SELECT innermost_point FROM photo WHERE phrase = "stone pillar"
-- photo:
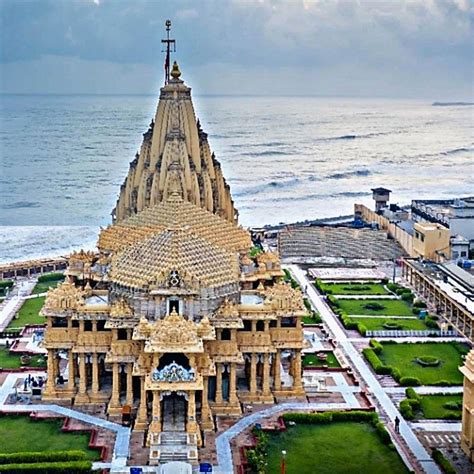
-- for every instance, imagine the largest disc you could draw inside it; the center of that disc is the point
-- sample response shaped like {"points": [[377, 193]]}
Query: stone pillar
{"points": [[266, 375], [218, 383], [206, 420], [140, 424], [51, 381], [277, 370], [82, 374], [233, 384], [129, 398], [191, 426], [95, 374], [115, 398], [71, 382], [297, 384], [253, 374]]}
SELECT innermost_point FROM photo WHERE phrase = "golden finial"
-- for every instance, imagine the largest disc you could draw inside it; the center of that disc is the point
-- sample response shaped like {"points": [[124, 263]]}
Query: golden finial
{"points": [[175, 72]]}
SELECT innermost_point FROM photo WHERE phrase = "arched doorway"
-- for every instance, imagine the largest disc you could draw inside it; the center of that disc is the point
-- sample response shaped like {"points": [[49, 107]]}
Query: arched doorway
{"points": [[173, 412]]}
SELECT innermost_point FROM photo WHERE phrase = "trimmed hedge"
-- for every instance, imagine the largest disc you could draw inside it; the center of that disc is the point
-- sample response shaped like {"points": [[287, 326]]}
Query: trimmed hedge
{"points": [[443, 463], [71, 467], [34, 457]]}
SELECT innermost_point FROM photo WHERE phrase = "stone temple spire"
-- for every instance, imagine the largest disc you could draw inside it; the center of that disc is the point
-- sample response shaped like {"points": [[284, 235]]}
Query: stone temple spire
{"points": [[175, 147]]}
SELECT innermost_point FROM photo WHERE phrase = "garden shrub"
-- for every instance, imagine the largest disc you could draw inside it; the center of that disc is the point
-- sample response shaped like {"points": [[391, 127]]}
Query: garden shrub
{"points": [[393, 286], [34, 457], [419, 304], [373, 306], [431, 323], [453, 405], [410, 393], [376, 363], [427, 361], [443, 463], [383, 433], [68, 467], [409, 381], [406, 410], [376, 346], [391, 326], [408, 297], [308, 418]]}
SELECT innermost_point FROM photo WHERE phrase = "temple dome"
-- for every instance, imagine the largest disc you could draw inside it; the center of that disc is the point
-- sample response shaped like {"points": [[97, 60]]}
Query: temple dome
{"points": [[174, 213], [148, 264]]}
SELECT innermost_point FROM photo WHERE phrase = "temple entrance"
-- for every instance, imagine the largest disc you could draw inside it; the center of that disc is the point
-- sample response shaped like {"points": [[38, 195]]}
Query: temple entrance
{"points": [[174, 412]]}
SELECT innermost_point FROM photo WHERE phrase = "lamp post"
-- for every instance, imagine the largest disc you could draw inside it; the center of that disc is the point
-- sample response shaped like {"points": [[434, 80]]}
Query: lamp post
{"points": [[282, 464]]}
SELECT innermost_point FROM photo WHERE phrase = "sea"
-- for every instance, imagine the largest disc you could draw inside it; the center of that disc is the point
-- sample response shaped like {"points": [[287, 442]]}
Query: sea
{"points": [[287, 159]]}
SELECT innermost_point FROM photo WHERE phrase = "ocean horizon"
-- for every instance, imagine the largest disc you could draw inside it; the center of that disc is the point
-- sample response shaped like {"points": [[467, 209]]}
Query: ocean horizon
{"points": [[286, 158]]}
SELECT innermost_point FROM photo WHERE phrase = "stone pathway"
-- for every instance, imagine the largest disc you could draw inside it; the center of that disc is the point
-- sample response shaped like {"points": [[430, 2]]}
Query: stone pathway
{"points": [[11, 305], [122, 441], [387, 405]]}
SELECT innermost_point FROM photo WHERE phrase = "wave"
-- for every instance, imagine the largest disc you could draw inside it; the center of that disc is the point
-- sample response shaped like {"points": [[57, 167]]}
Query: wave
{"points": [[268, 153], [348, 174], [21, 205]]}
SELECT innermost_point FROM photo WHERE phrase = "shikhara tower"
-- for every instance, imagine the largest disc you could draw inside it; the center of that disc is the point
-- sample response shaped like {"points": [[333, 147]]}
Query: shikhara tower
{"points": [[172, 319], [175, 152]]}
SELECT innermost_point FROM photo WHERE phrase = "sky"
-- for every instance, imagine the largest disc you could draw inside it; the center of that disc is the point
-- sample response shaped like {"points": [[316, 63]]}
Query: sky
{"points": [[358, 48]]}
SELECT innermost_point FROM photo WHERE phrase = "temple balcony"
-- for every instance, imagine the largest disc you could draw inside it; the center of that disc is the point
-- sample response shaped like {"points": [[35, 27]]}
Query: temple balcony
{"points": [[60, 338]]}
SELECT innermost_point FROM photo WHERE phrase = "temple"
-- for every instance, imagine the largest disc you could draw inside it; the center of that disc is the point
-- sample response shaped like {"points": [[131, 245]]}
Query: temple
{"points": [[176, 318]]}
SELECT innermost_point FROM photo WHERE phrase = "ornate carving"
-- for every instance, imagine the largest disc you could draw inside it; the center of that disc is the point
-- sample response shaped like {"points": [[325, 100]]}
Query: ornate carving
{"points": [[173, 373], [121, 309], [65, 297]]}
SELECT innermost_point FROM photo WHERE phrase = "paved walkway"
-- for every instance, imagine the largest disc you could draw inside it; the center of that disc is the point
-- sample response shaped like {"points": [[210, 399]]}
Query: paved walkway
{"points": [[122, 441], [426, 390], [371, 381], [441, 425], [13, 303]]}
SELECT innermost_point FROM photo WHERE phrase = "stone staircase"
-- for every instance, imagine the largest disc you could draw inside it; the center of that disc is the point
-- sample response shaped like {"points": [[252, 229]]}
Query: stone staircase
{"points": [[176, 446]]}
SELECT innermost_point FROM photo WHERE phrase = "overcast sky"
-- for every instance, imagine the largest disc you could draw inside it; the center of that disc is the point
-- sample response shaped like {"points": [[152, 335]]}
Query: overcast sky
{"points": [[382, 48]]}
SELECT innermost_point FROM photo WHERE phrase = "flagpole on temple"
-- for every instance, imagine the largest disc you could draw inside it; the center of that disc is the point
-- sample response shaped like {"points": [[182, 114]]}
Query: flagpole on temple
{"points": [[169, 42]]}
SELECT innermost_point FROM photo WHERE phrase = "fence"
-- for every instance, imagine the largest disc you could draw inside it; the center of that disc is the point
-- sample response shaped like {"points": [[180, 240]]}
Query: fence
{"points": [[413, 333]]}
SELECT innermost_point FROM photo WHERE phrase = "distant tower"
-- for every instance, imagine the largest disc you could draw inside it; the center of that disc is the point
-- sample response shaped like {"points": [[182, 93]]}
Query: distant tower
{"points": [[381, 196], [170, 48]]}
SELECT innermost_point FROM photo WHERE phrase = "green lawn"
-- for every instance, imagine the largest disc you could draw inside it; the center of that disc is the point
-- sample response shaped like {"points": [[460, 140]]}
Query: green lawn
{"points": [[19, 433], [43, 286], [390, 307], [29, 313], [432, 406], [311, 319], [402, 356], [12, 361], [353, 288], [336, 448], [311, 360], [377, 324]]}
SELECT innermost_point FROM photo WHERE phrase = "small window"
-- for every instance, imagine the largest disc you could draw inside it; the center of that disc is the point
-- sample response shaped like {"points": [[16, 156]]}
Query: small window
{"points": [[101, 325], [247, 325]]}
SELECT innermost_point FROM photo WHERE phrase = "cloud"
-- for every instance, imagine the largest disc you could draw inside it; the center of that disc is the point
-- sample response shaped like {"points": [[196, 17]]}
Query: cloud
{"points": [[364, 42]]}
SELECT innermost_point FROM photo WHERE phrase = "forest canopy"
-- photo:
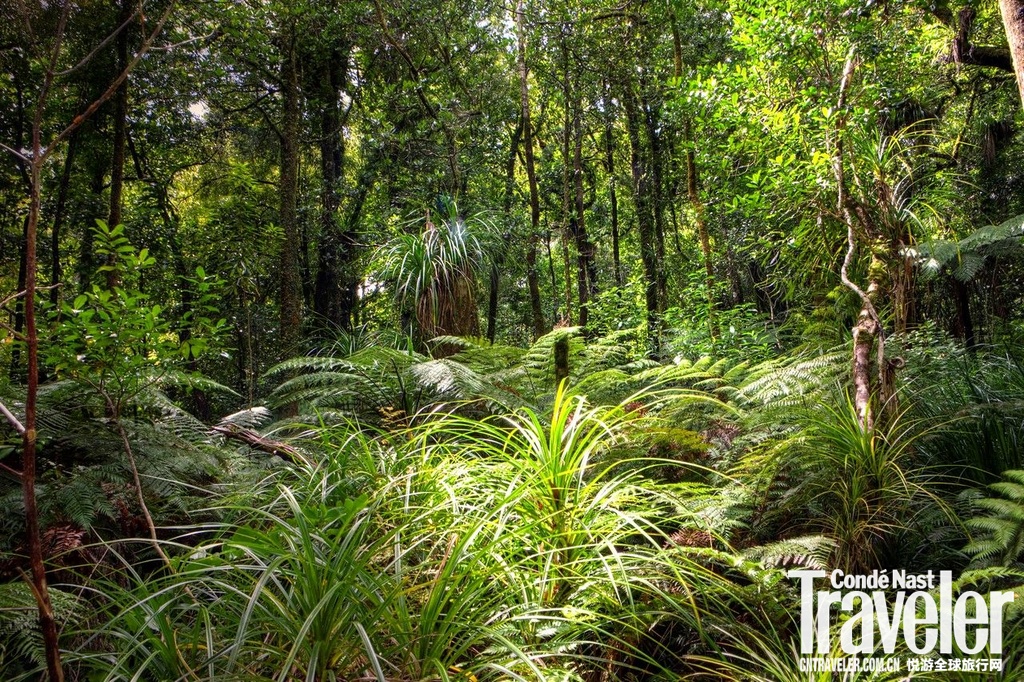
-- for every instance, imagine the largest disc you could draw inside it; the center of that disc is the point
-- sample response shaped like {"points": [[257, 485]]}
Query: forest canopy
{"points": [[521, 339]]}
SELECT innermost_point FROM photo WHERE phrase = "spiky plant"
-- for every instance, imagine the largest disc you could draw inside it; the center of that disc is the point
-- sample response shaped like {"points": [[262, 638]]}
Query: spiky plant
{"points": [[436, 269]]}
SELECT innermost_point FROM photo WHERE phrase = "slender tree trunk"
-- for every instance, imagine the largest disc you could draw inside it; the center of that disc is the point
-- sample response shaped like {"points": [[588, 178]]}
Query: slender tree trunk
{"points": [[120, 135], [1013, 19], [58, 215], [46, 621], [532, 279], [644, 212], [609, 167], [499, 258], [867, 329], [291, 291], [23, 274], [334, 254], [587, 263], [693, 193], [567, 218], [655, 168]]}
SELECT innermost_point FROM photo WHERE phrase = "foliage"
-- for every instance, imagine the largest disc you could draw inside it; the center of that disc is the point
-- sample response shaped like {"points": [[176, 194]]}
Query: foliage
{"points": [[999, 540]]}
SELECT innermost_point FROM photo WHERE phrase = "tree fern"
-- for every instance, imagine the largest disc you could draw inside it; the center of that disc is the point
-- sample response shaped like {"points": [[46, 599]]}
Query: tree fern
{"points": [[999, 540]]}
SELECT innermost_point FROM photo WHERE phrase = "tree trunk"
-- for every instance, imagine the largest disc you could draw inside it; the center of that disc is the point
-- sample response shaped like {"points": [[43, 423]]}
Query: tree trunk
{"points": [[58, 214], [655, 167], [499, 258], [693, 194], [609, 167], [644, 212], [291, 292], [587, 264], [532, 279], [1013, 19], [335, 249], [120, 135]]}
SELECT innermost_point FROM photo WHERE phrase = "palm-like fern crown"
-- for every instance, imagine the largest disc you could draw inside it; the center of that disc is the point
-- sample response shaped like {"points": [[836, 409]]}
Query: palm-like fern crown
{"points": [[965, 259], [999, 534]]}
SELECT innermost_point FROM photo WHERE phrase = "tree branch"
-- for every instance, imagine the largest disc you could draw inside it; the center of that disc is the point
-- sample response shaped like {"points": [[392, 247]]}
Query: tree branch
{"points": [[91, 109], [12, 419]]}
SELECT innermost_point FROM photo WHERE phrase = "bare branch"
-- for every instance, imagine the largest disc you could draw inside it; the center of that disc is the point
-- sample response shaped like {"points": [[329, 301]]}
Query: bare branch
{"points": [[91, 109], [16, 154], [12, 419], [107, 41], [10, 471]]}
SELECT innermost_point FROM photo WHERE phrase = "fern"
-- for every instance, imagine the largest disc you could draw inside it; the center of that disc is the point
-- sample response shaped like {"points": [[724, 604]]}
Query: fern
{"points": [[1000, 533]]}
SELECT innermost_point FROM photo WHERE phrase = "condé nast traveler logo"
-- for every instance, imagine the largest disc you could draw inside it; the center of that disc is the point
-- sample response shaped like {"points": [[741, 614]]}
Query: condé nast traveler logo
{"points": [[884, 609]]}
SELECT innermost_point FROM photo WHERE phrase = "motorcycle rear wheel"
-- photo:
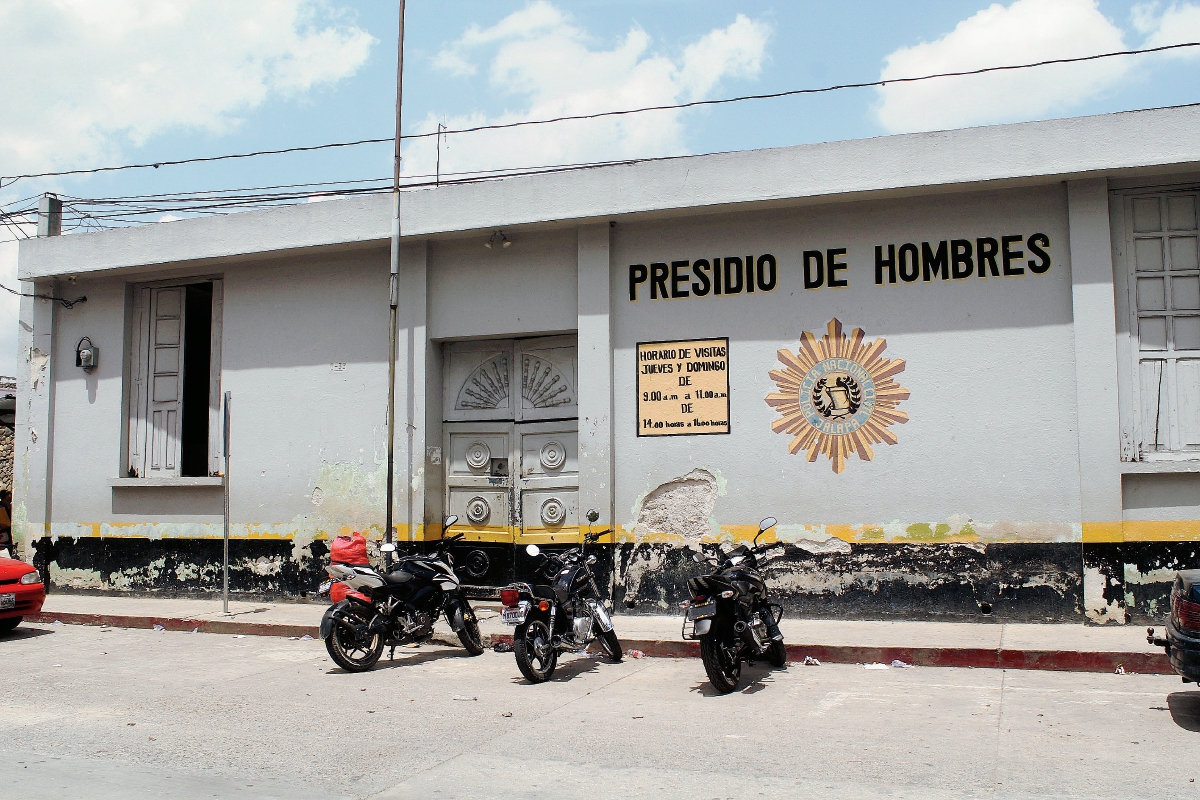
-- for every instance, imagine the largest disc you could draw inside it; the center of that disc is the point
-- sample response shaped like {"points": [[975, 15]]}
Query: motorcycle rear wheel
{"points": [[468, 632], [777, 655], [724, 671], [537, 657], [352, 655], [611, 644]]}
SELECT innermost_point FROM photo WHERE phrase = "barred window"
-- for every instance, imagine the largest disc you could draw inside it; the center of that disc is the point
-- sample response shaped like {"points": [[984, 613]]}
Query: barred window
{"points": [[1164, 324]]}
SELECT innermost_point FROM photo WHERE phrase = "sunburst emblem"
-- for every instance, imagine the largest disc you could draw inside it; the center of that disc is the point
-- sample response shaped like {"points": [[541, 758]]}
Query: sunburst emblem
{"points": [[837, 396]]}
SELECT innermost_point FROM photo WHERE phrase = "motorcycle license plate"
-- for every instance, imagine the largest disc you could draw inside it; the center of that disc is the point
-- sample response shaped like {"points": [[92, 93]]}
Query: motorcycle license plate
{"points": [[515, 614]]}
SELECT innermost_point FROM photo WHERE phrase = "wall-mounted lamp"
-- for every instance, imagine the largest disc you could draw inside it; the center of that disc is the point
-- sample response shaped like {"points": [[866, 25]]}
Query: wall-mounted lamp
{"points": [[87, 358], [497, 238]]}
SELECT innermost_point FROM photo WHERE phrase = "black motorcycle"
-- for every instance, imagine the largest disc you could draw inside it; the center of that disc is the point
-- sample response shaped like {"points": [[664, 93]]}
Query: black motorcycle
{"points": [[563, 615], [396, 607], [730, 614]]}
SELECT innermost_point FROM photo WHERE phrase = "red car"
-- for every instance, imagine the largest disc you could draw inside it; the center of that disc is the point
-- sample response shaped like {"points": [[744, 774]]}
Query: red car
{"points": [[21, 593]]}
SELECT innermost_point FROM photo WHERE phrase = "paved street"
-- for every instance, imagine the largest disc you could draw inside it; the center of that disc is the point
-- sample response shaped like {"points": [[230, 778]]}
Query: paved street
{"points": [[97, 714]]}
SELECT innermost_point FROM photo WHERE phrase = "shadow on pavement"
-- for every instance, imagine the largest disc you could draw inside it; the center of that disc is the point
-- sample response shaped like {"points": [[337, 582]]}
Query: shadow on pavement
{"points": [[565, 669], [1185, 709], [411, 660], [23, 632], [757, 678]]}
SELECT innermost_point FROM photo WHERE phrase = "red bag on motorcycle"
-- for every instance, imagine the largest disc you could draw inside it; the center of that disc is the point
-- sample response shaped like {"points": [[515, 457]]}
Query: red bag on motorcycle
{"points": [[347, 549]]}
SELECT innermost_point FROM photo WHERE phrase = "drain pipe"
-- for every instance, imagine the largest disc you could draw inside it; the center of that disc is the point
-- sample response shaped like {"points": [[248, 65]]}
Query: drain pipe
{"points": [[394, 290]]}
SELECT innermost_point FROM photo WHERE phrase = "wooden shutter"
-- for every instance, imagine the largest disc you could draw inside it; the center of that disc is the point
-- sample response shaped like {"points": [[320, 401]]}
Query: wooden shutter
{"points": [[166, 382]]}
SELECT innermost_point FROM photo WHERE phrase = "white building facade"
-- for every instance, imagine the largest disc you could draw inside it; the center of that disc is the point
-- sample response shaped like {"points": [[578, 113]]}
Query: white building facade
{"points": [[963, 370]]}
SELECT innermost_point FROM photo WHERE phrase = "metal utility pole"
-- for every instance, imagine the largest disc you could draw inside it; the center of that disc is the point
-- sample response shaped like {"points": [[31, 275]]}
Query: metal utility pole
{"points": [[225, 561], [395, 286]]}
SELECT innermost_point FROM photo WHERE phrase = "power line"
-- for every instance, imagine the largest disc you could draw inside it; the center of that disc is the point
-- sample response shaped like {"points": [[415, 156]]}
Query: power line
{"points": [[66, 304], [696, 103]]}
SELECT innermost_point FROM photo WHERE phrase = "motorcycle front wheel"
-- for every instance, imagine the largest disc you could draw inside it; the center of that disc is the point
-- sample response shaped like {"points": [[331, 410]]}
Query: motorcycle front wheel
{"points": [[611, 645], [349, 653], [537, 657], [723, 665]]}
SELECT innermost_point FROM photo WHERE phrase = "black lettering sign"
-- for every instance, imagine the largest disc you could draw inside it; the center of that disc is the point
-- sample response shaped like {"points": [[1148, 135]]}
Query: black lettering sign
{"points": [[933, 262]]}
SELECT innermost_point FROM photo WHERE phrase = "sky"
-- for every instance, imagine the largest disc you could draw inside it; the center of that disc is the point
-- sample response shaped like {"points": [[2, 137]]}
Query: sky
{"points": [[142, 80]]}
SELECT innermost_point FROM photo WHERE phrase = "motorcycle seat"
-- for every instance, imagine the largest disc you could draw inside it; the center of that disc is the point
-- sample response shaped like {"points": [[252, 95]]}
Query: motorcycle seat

──────────────────────────────

> Work instructions: Count up the lines of the listing where "seat" occurs, and answer with that number only.

> Exercise result: 2